In the listing below, please print the line that contains "Indicate the bush" and every line that follows it, exactly.

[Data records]
==============================

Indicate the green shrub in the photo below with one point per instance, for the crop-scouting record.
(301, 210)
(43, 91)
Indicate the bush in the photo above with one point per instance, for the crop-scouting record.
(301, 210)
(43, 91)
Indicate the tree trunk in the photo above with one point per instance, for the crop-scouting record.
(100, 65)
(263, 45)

==============================

- [Final answer]:
Indicate the bush in the photo above with one point per instance, for the crop-scouting record.
(301, 210)
(43, 91)
Indicate the tree trunk in the photo above with one point per instance, for the crop-scouting record.
(100, 65)
(263, 45)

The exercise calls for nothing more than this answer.